--- Passage to read ---
☆ ☆ ☆ ☆ ☆ ☆ ☆

RE: Great... now movie posters are sexist?
June 16, 2016 at 11:38 pm
(This post was last modified: June 16, 2016 at 11:46 pm by paulpablo.)
(June 16, 2016 at 4:04 pm)thesummerqueen Wrote: Maybe it requires you having been a female in a relationship where the power dynamic was fucked and someone choked or otherwise abused you or, hey, I don't know, tried to throw you off something (weren't they on a building in that scene? I haven't seen the movie yet - in my case, it was a flight of stairs) before you realize why it can be construed as sexist. Because you know, there was literally no way they couldn't take particular photos to advertise the movie, or choose a different movie still to show the struggle, or something. Nope, they specifically chose Jlaw getting choked by a meathead.
You don't understand why it's sexist? It's great that you're admitting it. The problem is you probably didn't bother to listen to why, except to gather hyperbolic or hysterical statements in order to continue building a strawman of feminism instead of, I don't know, listening to those of us who have been through domestic or child abuse.
Don't get me wrong - I love a little breath play in my scenes, but that's always been consensual. I wish I could say that grabbing a woman by a vulnerable part of her body has always been consensual in my life, or my sister's or mother's.
No they were at ground level on that scene, it was around the time he pushed quicksilver into the ground.

☆ ☆ ☆ ☆ ☆ ☆ ☆

--- Collected material ---
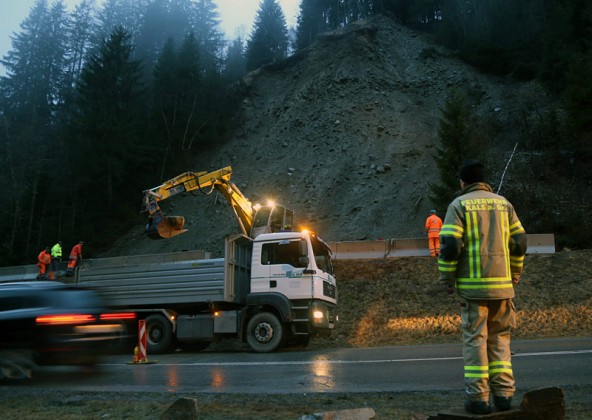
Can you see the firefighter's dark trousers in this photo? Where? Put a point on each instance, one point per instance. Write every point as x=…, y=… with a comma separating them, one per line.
x=486, y=326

☆ ☆ ☆ ☆ ☆ ☆ ☆

From the forum post above about the movie poster, pull out everything from "(June 16, 2016" down to "by a meathead.", word for word.

--- Correct result ---
(June 16, 2016 at 4:04 pm)thesummerqueen Wrote: Maybe it requires you having been a female in a relationship where the power dynamic was fucked and someone choked or otherwise abused you or, hey, I don't know, tried to throw you off something (weren't they on a building in that scene? I haven't seen the movie yet - in my case, it was a flight of stairs) before you realize why it can be construed as sexist. Because you know, there was literally no way they couldn't take particular photos to advertise the movie, or choose a different movie still to show the struggle, or something. Nope, they specifically chose Jlaw getting choked by a meathead.